Please give the number of lines in the listing below that contain the word "knife", and nothing else.
— BEGIN —
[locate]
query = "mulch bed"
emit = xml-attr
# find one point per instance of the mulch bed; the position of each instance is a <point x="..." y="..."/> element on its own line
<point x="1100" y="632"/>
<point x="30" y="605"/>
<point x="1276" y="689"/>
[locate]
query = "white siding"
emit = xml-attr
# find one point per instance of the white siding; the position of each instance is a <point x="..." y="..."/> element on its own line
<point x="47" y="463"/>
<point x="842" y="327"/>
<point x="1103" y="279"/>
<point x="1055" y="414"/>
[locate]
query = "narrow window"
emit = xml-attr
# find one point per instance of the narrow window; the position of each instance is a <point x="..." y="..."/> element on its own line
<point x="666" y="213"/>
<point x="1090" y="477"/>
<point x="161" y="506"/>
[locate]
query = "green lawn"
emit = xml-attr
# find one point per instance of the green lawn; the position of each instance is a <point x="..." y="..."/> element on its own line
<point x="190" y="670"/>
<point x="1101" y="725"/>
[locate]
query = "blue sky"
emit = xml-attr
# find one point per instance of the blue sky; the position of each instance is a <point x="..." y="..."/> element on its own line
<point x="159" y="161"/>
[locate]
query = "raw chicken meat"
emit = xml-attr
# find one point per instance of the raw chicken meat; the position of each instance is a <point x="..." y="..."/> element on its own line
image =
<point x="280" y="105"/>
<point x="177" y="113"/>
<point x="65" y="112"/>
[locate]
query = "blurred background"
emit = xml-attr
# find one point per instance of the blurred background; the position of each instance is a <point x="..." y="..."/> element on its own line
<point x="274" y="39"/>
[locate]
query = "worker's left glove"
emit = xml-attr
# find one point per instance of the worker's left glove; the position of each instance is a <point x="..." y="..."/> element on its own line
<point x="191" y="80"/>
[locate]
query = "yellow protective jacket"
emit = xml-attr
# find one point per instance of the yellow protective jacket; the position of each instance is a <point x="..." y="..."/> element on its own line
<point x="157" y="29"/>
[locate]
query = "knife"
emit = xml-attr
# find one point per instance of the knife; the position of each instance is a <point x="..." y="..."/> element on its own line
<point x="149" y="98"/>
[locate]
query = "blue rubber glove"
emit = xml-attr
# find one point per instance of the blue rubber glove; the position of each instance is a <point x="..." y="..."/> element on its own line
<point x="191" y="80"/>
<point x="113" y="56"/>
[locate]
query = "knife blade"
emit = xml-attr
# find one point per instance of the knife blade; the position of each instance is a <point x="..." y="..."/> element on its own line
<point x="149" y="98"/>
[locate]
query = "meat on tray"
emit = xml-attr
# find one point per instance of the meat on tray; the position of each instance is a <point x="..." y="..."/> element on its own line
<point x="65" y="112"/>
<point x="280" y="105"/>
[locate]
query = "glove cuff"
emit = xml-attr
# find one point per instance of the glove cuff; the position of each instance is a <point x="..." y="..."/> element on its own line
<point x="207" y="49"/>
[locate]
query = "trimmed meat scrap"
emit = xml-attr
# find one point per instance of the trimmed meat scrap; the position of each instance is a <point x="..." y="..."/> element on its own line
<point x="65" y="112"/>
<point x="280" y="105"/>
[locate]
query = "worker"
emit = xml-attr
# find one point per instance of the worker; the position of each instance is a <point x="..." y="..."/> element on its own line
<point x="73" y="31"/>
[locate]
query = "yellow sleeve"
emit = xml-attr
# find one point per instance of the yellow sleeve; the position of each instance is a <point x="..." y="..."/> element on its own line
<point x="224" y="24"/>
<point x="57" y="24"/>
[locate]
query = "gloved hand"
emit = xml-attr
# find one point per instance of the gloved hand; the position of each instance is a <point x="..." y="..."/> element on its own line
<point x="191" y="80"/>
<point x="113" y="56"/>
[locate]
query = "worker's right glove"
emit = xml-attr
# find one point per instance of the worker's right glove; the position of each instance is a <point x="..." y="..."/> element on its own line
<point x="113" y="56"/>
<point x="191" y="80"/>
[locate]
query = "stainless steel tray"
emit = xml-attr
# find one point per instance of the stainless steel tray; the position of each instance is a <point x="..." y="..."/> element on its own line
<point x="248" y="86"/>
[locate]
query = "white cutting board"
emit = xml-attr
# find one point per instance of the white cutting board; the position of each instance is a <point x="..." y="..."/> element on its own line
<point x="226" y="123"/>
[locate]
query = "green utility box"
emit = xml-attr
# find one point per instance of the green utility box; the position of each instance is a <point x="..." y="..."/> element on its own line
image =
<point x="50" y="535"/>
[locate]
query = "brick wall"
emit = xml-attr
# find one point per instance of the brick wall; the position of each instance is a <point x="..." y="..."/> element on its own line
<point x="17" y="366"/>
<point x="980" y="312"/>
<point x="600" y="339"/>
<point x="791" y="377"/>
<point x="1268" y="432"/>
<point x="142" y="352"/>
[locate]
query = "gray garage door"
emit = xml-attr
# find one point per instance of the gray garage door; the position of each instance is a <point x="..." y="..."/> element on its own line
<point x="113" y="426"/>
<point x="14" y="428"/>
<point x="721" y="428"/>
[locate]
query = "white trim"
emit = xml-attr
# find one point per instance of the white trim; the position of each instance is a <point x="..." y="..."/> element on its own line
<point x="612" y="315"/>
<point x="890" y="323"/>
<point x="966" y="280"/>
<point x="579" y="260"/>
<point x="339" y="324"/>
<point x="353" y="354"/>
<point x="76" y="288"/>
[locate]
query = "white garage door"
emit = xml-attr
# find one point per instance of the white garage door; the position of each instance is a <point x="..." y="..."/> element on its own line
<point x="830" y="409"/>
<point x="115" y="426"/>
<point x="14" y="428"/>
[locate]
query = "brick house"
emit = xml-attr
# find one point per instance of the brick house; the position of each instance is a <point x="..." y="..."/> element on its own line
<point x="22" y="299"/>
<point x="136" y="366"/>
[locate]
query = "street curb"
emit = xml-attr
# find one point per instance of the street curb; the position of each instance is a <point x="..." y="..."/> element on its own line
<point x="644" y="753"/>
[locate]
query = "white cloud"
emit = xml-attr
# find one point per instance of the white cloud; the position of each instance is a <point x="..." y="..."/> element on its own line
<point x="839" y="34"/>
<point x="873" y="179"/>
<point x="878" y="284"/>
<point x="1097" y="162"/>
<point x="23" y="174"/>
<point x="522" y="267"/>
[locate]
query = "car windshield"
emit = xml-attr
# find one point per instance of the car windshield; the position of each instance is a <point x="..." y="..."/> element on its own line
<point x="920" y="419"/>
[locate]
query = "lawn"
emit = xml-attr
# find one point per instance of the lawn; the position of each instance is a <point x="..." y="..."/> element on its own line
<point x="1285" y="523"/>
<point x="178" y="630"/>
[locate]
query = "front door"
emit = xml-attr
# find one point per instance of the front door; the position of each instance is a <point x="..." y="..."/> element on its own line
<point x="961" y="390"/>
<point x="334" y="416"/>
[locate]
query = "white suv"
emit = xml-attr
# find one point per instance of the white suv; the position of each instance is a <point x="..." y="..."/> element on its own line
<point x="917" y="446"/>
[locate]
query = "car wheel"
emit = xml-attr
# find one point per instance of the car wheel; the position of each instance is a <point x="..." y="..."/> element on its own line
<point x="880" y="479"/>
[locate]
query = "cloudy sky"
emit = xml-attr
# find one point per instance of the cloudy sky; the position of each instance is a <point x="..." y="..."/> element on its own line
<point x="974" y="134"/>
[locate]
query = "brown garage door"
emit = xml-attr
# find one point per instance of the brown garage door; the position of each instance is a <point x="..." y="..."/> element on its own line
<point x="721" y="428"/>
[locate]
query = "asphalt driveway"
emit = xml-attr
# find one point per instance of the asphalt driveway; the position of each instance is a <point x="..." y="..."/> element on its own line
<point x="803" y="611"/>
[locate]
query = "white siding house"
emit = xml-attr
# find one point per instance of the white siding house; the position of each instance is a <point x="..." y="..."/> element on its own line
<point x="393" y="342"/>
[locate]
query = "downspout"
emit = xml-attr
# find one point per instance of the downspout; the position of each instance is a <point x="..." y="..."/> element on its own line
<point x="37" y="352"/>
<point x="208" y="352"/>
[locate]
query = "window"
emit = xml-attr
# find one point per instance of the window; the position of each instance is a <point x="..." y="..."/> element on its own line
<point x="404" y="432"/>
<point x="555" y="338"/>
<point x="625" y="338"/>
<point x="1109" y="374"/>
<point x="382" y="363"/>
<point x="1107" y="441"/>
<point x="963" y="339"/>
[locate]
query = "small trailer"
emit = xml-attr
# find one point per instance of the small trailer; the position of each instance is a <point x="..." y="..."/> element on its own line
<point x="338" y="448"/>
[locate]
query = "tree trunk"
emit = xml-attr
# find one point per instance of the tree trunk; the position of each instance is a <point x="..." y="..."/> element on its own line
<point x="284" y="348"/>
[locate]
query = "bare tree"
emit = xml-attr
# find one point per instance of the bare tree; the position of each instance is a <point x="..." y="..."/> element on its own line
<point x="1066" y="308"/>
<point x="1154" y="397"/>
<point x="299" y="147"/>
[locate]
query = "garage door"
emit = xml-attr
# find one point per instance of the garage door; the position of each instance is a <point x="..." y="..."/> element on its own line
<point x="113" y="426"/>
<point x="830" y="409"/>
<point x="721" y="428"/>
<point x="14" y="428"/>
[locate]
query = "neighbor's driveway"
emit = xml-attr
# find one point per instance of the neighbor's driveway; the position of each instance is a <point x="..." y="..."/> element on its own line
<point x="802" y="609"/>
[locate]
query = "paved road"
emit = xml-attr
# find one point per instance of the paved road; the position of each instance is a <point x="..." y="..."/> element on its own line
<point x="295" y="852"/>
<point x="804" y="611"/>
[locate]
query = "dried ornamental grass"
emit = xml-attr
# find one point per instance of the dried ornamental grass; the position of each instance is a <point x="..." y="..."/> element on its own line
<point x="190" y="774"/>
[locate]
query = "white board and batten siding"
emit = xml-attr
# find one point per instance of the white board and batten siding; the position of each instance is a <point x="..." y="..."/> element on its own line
— END —
### EXERCISE OUTPUT
4